==== Exercise material ====

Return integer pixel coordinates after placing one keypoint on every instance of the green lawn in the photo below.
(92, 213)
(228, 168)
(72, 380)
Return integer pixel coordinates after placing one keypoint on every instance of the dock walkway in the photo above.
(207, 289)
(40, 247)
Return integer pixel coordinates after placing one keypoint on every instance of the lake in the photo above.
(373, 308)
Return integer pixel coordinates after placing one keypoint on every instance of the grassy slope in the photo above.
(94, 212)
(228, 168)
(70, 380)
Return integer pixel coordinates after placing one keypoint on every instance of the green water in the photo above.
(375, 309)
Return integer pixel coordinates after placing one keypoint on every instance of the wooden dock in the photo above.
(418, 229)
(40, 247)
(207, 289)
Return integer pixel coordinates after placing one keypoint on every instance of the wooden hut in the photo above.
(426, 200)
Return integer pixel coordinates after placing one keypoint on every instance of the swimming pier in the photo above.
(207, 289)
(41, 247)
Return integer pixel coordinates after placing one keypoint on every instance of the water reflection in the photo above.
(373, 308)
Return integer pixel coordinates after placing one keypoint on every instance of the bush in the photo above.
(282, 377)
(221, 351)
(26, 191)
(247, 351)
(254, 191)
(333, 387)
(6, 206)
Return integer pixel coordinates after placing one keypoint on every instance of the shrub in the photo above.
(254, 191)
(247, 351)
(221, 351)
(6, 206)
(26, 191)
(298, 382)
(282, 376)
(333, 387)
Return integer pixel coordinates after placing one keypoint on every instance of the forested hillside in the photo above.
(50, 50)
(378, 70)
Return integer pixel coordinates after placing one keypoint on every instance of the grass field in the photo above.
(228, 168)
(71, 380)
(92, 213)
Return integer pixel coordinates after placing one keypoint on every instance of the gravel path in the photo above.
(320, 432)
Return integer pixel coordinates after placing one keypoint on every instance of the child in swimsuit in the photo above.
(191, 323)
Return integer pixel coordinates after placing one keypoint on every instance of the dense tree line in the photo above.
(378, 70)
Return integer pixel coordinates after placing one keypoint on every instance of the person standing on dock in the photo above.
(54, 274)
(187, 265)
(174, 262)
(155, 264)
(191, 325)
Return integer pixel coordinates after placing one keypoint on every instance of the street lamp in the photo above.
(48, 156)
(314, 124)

====

## Problem statement
Give the records as a two-column CSV with the headers text and answer, one row per record. Put each field in quotes and replace line breaks with spaces, starting at the line that has "hillside in the photo above." and running through the end of the records.

## Complete answer
text,answer
"Return integer pixel coordinates after placing one keypoint on every instance of the forested hillside in the photo above.","(50, 50) (378, 70)"
"Return integer pixel coordinates after placing one keypoint on every instance of the grass field in the photo above.","(228, 168) (71, 380) (92, 213)"
"Return integer pixel coordinates after placing one keypoint on every instance of the gravel path in the photo above.","(320, 432)"
"Return integer pixel coordinates after placing one keypoint on every instance of the child in swimsuit in the photo above.","(191, 323)"
"Return integer pixel coordinates after placing one keypoint on every instance of the dense tree line in the photo above.","(378, 70)"
"Return integer pixel coordinates after placing one keypoint on every instance of the person standing on dock in the photo above.","(54, 274) (187, 265) (174, 262) (155, 264) (191, 325)"
"Return integer pixel coordinates after placing one keypoint on every instance of the street lamp in the photo above.","(48, 156) (314, 124)"